→ EXERCISE
Can you give all the records again without altering a single character?

→ PROVIDED RECORDS
== Segment start ==

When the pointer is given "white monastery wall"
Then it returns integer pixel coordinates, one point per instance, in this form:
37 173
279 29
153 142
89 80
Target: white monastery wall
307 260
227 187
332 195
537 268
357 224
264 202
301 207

== Segment end ==

→ SOLUTION TO THE PROBLEM
When the pointer is given "white monastery wall"
Then it returns integer pixel coordinates, one point per instance, in this form:
37 173
279 29
153 142
89 80
Target: white monastery wall
307 260
227 187
332 195
537 268
357 224
264 202
301 207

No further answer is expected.